> DIRECTIONS:
Copy out the Runelang expression-parsing post word for word, from its title through its last line.

> PROVIDED PASSAGE:
..........
Runelang: The Parser (Part 2: Expressions)

Earlier this week, we started parsing, getting through groups, nodes, params, and lists. A pretty good start, but it also leaves out two very powerful things (expressions and defines), one of which we absolutely do need to start actually evaluating things: expressions. Since we use them in every param, we pretty much need to know how to parse them, so let’s do it!

Parsing expressions

My goals for expressions are:

  • A variety of literal values (integers, decimals, fractions, hex/binary literals, angles, strings)
  • Simple infix style expressions: a + b, rather than (+ a b) or a b +
  • Operator precedence: a + b * c should be evaluated as a + (b * c) rather than (a + b) * c
  • () for grouping when you want to override precedence (so (a + b) * c does what it should)
  • Built in functions (sin(x))

This isn’t really something that works directly with our current recursive descent parser, but we can switch modes (while parsing an expression) to instead use the Shunting-Yard Algorithm. It’s designed for exactly this sort of thing and does pretty well.

It doesn’t directly evaluate the expressions, but what it does is parse them into a list that is in Reverse Polish Notation form. The advantage of that is RPN is unambiguous and doesn’t have to deal with precedence–you just evaluate the list of expressions left to right. So by using the Shunting-Yard to deal with precedence now, we’re hopefully making the expression evaluation easier. Let’s do it!

First, the entire code:

function parseExpression() {
  let token = tokens[0]
  log.debug("parseExpression", token)

  if (tokens.length === 0) {
    log.error("unable to parse expression, got EOF")
  }

  // Parse using the [Shunting-Yard algorithm](https://en.wikipedia.org/wiki/Shunting-yard_algorithm)
..........
> MATERIAL:
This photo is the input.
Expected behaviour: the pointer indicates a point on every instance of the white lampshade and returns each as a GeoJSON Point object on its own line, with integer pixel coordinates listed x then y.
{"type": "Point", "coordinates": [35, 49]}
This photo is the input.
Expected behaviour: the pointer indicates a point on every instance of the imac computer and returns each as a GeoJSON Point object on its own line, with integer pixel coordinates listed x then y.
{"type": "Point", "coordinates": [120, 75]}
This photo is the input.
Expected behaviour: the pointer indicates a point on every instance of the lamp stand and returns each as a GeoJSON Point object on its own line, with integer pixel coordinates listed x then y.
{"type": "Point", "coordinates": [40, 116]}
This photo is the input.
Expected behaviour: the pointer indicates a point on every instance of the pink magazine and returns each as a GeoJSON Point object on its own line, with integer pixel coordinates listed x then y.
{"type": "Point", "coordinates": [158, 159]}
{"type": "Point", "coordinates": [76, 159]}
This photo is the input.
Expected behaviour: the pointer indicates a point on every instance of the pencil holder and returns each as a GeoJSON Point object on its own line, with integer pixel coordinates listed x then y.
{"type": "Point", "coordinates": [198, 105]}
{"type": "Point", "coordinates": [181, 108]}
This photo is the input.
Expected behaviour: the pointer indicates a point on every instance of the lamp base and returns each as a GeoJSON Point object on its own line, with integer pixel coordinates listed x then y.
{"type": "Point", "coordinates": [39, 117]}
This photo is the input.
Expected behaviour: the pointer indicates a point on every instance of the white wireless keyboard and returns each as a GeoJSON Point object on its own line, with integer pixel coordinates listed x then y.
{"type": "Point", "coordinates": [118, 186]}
..........
> FINISHED TASK:
Runelang: The Parser (Part 2: Expressions)

Earlier this week, we started parsing, getting through groups, nodes, params, and lists. A pretty good start, but it also leaves out two very powerful things (expressions and defines), one of which we absolutely do need to start actually evaluating things: expressions. Since we use them in every param, we pretty much need to know how to parse them, so let’s do it!

Parsing expressions

My goals for expressions are:

  • A variety of literal values (integers, decimals, fractions, hex/binary literals, angles, strings)
  • Simple infix style expressions: a + b, rather than (+ a b) or a b +
  • Operator precedence: a + b * c should be evaluated as a + (b * c) rather than (a + b) * c
  • () for grouping when you want to override precedence (so (a + b) * c does what it should)
  • Built in functions (sin(x))

This isn’t really something that works directly with our current recursive descent parser, but we can switch modes (while parsing an expression) to instead use the Shunting-Yard Algorithm. It’s designed for exactly this sort of thing and does pretty well.

It doesn’t directly evaluate the expressions, but what it does is parse them into a list that is in Reverse Polish Notation form. The advantage of that is RPN is unambiguous and doesn’t have to deal with precedence–you just evaluate the list of expressions left to right. So by using the Shunting-Yard to deal with precedence now, we’re hopefully making the expression evaluation easier. Let’s do it!

First, the entire code:

function parseExpression() {
  let token = tokens[0]
  log.debug("parseExpression", token)

  if (tokens.length === 0) {
    log.error("unable to parse expression, got EOF")
  }

  // Parse using the [Shunting-Yard algorithm](https://en.wikipedia.org/wiki/Shunting-yard_algorithm)